_Directions for this task_: Copy out exactly the lines from the one containing "Tag the deep" to the end of the records below, both included, and nothing else.

_Given records_:
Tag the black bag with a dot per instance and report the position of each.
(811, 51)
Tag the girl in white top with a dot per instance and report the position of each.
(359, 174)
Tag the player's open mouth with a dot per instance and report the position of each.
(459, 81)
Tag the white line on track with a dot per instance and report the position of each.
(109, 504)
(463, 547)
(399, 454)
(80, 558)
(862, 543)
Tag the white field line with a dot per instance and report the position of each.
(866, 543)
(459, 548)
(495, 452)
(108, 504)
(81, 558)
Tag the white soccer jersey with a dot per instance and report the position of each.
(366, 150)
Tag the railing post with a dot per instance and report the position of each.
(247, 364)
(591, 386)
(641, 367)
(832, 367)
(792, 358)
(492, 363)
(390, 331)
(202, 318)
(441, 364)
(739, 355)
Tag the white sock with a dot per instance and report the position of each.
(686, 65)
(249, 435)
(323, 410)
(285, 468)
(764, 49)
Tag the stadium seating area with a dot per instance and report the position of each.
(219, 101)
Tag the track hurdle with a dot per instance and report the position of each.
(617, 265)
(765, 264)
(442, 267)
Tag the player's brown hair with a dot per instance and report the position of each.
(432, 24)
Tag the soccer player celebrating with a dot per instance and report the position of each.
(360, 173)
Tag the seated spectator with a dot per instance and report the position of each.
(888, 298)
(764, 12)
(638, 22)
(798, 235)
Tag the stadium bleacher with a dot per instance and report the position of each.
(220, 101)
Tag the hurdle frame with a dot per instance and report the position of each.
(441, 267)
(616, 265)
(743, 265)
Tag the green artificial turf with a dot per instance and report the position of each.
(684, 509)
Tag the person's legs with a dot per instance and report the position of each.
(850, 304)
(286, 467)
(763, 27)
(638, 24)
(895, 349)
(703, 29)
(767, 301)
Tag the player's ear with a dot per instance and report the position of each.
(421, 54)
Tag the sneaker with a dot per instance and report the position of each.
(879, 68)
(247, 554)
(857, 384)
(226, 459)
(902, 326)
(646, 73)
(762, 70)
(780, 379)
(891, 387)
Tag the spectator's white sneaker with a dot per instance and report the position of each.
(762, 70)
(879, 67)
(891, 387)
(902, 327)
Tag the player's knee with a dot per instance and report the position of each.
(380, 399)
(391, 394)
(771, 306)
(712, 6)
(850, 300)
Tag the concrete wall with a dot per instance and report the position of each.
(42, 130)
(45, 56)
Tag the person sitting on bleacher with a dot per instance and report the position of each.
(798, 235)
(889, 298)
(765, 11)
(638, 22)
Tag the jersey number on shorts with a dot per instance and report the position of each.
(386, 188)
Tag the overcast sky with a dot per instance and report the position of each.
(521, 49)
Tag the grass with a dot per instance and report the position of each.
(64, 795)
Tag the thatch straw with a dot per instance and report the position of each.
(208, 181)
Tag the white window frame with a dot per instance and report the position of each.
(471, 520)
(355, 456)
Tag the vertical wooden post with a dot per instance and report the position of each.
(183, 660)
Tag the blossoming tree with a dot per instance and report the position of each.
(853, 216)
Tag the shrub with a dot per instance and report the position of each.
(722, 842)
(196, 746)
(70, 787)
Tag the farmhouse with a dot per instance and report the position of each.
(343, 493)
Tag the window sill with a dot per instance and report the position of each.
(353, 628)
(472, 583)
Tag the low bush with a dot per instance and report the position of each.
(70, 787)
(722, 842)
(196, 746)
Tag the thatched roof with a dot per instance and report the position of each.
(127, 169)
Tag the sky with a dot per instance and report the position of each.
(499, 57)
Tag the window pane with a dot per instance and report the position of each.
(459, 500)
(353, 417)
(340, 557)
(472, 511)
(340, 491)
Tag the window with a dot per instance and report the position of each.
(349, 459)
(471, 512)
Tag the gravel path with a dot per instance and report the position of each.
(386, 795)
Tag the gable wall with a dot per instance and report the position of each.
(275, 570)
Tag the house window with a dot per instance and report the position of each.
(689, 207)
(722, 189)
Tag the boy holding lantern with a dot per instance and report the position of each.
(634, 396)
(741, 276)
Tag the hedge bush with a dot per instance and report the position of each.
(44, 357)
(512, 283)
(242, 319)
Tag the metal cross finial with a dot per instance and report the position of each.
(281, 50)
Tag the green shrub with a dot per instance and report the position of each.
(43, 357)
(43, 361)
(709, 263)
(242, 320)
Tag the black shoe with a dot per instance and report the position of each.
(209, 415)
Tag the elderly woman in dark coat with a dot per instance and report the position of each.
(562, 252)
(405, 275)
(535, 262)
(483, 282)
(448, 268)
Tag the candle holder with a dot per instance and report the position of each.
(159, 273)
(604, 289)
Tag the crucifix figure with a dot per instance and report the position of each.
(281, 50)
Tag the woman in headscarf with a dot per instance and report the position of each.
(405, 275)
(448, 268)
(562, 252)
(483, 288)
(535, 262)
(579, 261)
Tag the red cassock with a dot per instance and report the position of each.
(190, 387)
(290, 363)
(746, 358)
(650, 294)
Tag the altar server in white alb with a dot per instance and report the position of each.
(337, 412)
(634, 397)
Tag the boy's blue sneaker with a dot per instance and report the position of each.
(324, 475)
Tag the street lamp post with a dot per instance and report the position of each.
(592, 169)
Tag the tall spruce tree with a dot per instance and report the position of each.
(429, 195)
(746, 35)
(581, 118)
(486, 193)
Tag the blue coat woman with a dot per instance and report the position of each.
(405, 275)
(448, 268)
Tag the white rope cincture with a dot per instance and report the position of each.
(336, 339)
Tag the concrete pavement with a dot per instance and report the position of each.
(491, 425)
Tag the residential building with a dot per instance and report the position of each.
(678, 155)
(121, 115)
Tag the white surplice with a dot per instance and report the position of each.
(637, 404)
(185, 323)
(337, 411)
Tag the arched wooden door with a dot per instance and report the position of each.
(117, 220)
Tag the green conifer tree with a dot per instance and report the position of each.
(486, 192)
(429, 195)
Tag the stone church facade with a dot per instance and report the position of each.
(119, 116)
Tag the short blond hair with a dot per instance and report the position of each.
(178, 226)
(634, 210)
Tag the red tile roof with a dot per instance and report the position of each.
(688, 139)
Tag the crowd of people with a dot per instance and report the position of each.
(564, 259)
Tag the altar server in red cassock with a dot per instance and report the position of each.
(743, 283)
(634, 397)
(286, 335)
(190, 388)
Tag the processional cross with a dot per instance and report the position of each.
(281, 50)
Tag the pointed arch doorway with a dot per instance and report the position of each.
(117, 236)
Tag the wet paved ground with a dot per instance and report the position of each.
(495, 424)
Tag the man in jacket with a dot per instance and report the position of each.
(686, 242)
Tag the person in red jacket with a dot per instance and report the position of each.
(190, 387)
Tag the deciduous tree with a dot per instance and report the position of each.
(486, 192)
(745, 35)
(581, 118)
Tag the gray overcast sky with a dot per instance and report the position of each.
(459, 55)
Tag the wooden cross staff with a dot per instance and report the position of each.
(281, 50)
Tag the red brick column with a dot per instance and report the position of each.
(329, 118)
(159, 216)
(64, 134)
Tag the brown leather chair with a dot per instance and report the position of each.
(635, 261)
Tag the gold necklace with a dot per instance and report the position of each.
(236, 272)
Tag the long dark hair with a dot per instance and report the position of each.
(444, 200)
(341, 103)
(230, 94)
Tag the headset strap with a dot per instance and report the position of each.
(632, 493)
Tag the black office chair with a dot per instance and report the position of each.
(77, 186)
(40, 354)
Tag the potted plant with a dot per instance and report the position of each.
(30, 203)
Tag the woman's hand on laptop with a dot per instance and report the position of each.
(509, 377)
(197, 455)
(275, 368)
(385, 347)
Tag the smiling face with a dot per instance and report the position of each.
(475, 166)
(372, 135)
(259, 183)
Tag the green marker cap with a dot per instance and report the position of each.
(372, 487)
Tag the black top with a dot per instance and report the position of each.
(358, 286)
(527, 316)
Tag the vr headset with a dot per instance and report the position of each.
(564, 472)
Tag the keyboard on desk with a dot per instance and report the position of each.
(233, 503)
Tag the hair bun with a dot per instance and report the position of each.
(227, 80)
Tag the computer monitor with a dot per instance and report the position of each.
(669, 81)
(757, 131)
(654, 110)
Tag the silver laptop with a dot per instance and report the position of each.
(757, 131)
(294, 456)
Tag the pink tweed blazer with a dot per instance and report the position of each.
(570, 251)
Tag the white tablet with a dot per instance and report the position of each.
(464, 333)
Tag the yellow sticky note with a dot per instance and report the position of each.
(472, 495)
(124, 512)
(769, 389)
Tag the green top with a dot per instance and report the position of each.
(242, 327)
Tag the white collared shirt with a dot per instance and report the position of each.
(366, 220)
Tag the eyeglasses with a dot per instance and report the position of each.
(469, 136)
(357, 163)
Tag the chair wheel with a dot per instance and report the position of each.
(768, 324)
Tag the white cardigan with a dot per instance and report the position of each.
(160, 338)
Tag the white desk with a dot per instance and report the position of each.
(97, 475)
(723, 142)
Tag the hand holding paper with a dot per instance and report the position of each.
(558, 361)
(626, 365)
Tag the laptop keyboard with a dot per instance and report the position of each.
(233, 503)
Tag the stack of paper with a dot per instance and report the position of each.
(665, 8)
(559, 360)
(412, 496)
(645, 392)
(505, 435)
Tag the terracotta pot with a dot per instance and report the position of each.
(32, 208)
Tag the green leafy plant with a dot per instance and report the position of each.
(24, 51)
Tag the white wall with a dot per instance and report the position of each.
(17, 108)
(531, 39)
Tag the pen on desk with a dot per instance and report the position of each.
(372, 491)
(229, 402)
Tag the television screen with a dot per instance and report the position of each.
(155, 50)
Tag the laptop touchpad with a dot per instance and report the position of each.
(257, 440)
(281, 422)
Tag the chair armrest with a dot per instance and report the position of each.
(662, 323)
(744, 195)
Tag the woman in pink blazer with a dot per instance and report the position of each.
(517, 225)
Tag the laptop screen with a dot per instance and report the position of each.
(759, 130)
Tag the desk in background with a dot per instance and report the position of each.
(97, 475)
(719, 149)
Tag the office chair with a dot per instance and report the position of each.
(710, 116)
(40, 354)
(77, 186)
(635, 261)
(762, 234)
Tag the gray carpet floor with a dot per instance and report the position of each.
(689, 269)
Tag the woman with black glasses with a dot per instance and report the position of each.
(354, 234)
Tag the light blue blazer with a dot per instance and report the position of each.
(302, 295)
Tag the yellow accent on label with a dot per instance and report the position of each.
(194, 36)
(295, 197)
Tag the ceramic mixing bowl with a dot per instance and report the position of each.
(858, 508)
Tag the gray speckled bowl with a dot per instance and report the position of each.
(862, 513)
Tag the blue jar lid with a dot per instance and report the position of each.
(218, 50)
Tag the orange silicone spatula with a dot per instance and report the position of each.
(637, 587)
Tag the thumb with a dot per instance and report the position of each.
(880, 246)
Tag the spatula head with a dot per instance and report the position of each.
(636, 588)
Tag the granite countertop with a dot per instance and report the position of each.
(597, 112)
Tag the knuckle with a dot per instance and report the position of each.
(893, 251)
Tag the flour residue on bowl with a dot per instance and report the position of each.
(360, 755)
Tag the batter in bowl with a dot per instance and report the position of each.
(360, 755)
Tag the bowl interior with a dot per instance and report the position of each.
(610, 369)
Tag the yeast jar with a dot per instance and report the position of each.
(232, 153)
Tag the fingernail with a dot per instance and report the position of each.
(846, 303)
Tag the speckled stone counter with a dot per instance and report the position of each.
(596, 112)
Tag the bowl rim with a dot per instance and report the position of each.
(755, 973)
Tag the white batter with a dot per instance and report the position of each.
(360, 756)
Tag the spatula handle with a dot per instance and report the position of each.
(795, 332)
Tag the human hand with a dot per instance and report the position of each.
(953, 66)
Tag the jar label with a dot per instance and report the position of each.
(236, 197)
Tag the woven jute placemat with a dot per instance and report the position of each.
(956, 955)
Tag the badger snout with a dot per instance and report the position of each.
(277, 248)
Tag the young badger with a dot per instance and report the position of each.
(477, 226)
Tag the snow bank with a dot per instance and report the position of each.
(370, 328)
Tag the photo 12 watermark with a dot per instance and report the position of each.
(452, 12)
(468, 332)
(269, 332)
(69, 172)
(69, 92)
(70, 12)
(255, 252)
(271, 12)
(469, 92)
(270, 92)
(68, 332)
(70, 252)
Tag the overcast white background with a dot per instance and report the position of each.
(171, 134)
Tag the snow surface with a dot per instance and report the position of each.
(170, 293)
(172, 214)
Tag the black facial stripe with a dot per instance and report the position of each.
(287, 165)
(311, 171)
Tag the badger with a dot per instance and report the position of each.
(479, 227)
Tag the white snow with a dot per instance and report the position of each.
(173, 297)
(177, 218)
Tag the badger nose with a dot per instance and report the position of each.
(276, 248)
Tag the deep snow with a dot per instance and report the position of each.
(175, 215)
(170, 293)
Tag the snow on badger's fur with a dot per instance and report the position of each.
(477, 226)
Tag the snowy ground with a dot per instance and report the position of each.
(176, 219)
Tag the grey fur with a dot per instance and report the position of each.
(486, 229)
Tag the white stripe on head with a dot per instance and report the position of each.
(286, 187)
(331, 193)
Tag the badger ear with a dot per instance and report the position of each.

_Answer to this problem_:
Tag the deep snow with a dot per instance and report the position of each.
(175, 215)
(170, 293)
Tag the snow on badger's fur with a dot per instance and report the position of each.
(477, 226)
Tag the snowy ground with a dot per instance and report the position of each.
(176, 219)
Tag the grey fur with a dot per instance and report the position of each.
(486, 229)
Tag the white stripe on head with a dot per instance and report the position of each.
(286, 187)
(331, 193)
Tag the badger ear with a dot per instance and report the position of each.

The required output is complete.